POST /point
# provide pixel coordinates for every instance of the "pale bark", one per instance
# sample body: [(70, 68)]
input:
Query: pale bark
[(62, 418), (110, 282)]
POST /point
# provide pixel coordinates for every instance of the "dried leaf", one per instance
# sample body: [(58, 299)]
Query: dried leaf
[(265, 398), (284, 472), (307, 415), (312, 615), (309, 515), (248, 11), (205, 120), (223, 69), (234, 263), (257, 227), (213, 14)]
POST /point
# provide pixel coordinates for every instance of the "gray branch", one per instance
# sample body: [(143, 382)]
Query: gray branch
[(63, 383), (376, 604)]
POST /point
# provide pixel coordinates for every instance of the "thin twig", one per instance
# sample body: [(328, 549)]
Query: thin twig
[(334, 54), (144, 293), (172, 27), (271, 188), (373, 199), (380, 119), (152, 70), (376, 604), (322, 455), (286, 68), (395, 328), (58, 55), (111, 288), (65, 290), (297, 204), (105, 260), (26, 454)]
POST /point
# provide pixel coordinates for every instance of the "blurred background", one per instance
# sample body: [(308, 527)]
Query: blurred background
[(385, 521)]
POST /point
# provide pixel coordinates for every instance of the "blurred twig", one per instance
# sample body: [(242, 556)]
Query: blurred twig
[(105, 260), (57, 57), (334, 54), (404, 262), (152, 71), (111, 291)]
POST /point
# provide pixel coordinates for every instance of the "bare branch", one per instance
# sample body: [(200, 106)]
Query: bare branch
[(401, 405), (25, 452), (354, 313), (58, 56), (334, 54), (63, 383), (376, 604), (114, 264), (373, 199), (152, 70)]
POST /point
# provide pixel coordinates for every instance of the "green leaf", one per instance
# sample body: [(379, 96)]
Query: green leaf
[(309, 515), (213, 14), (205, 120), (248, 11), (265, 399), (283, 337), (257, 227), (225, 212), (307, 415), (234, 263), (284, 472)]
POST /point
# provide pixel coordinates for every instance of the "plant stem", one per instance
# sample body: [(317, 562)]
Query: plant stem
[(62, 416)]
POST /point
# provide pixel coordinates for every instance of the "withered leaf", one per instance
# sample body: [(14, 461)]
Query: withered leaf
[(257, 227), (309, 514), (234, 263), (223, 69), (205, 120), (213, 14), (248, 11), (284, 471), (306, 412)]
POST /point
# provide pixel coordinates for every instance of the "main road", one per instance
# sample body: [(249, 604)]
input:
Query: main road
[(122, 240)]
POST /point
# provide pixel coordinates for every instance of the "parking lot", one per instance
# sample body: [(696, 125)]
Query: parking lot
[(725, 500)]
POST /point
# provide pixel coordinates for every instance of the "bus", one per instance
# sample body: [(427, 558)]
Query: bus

### [The problem]
Return all of the rows above, reproducing every line verbatim and in the same order.

### [Correct answer]
POST /point
# provide pixel coordinates for every instance of the "pale bark", one per instance
# sample body: [(70, 68)]
input:
Query: pale bark
[(62, 418), (110, 282)]
POST /point
# provide pixel coordinates for every instance of the "dried leaf", one per instance
# sample body: [(58, 299)]
Query: dried leaf
[(265, 398), (284, 472), (307, 415), (312, 615), (309, 515), (248, 11), (205, 120), (223, 69), (234, 263), (257, 227), (213, 14)]
POST /point
# provide pixel coordinates for every instance of the "gray branch", one per instance
# sample body: [(143, 382)]
Query: gray branch
[(63, 383), (376, 604)]
POST /point
# provide pixel coordinates for every instance of the "thin twig", one per instance
# sample body: [(328, 549)]
Query: thin twig
[(334, 54), (144, 293), (172, 27), (271, 188), (373, 199), (380, 119), (152, 70), (376, 604), (322, 455), (286, 68), (395, 328), (58, 55), (111, 288), (65, 290), (297, 204), (105, 260), (26, 454)]
POST /point
# provide pixel coordinates for every instance of the "blurred background", one per instance
# sample body: [(308, 527)]
Query: blurred background
[(385, 521)]
POST /point
# provide pixel coordinates for every instance of the "blurred twig", one per instance
# sample body: [(242, 556)]
Query: blurred twig
[(105, 260), (57, 57), (334, 54), (404, 262), (152, 71), (111, 291)]
POST /point
# provide pixel coordinates for every instance of the "bare branch", one per instance
# sample body: [(200, 106)]
Query: bare branch
[(401, 405), (25, 452), (354, 313), (58, 56), (334, 54), (63, 383), (376, 604), (114, 264), (373, 199), (152, 70)]
POST /point
# provide pixel coordinates for every instance of the "green leaf", one per instance
# sample body: [(379, 96)]
Query: green leaf
[(309, 515), (213, 14), (205, 120), (248, 11), (265, 399), (283, 337), (257, 227), (225, 212), (307, 415), (234, 263), (284, 472)]
POST /point
# provide pixel coordinates for every instance of the "plant stem", one per instance
# sample body: [(317, 562)]
Query: plant stem
[(62, 416)]
POST /point
# provide pixel coordinates for every instance of the "withered leaf", one per instance
# sample body: [(14, 461)]
Query: withered leaf
[(257, 227), (309, 514), (234, 263), (223, 69), (205, 120), (213, 14), (248, 11), (284, 471), (306, 412)]
POST /point
# provide pixel coordinates for every instance of the "main road", one per instance
# sample body: [(249, 604)]
input:
Query: main road
[(122, 240)]
POST /point
# provide pixel coordinates for every instance of the "parking lot", one per instance
# sample body: [(696, 125)]
Query: parking lot
[(725, 500)]
POST /point
# provide pixel coordinates for every instance of the "bus", one per instance
# sample body: [(427, 558)]
Query: bus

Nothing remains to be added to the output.